══ Raw data

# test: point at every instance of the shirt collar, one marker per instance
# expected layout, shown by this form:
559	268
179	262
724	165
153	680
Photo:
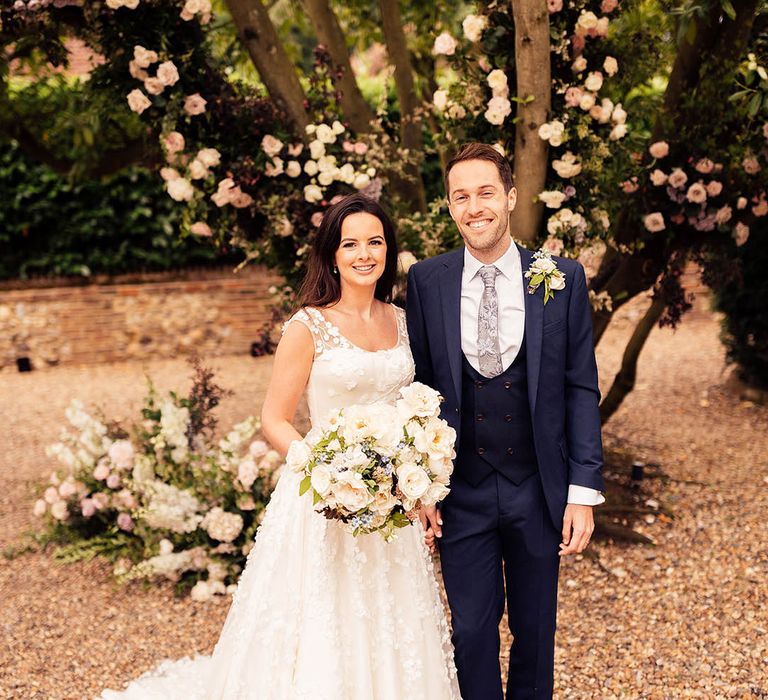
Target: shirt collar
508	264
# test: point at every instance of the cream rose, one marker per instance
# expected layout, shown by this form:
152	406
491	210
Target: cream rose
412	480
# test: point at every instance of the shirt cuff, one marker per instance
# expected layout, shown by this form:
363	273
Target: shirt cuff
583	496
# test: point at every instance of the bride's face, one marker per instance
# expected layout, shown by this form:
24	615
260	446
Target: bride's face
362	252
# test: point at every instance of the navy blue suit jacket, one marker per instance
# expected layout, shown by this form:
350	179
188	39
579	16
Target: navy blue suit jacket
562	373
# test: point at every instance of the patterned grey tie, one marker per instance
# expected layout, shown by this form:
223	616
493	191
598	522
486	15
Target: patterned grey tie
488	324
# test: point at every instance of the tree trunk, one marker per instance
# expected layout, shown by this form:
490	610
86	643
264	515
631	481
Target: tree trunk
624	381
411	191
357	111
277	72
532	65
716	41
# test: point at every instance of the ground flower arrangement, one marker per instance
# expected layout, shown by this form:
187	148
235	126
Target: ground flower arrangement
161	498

════
══ Raw data

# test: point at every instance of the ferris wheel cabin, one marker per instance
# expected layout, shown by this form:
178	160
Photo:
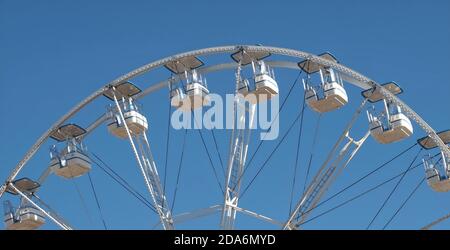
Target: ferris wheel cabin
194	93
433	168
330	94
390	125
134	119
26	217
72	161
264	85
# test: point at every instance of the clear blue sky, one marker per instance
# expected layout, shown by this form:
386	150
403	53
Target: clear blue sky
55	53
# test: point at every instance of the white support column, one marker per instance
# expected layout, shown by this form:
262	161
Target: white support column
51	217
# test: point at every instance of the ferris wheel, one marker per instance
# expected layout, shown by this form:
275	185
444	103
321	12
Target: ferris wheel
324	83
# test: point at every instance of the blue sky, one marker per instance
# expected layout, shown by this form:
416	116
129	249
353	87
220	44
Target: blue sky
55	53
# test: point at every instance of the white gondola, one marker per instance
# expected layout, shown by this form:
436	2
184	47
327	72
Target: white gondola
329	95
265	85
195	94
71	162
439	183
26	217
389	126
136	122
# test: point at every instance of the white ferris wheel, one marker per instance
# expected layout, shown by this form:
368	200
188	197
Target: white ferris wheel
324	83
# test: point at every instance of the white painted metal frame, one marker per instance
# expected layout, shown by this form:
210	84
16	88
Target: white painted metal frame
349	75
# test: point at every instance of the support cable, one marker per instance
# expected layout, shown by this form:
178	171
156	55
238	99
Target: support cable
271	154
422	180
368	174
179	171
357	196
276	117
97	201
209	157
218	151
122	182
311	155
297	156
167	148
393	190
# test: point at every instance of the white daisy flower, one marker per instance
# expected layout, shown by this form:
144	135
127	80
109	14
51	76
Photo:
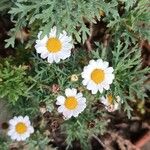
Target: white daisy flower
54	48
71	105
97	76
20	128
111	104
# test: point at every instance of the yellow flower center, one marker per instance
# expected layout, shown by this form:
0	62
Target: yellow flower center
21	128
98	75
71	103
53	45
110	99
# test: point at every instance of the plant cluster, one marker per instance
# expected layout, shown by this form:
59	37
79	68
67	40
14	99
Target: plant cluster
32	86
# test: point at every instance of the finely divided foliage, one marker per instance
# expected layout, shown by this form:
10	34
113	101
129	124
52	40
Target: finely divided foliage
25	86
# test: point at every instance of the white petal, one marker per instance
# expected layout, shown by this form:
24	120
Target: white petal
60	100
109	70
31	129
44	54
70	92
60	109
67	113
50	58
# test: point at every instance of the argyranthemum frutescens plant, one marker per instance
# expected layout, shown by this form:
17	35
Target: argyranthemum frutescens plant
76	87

════
══ Raw data

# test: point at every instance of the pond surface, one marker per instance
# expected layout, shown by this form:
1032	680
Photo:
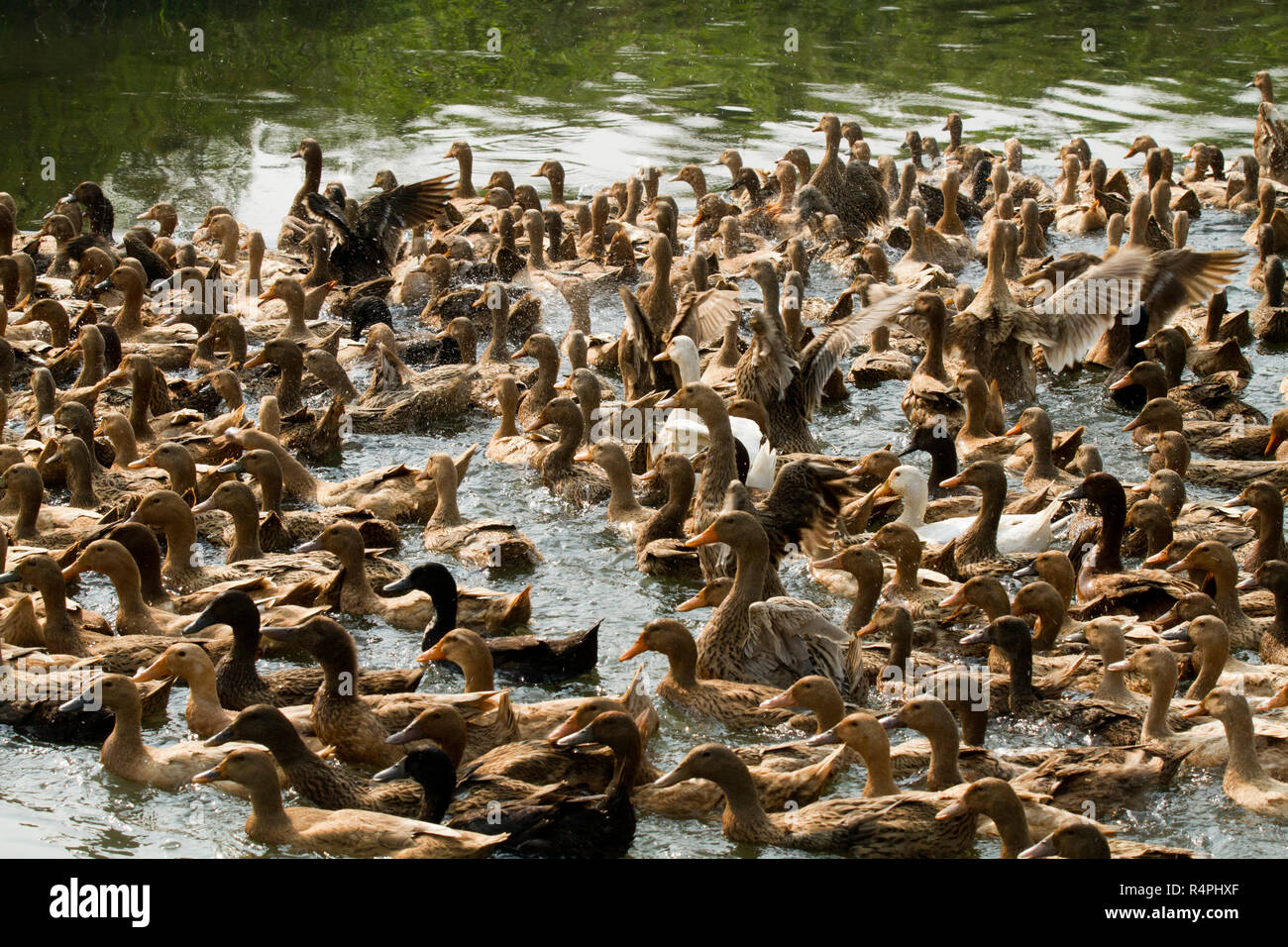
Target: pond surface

════

What you will do:
Collect every line from the records above that contains the word "pond".

Answer below:
# test: point at every instance of the pond surface, one marker per instance
Target: pond surface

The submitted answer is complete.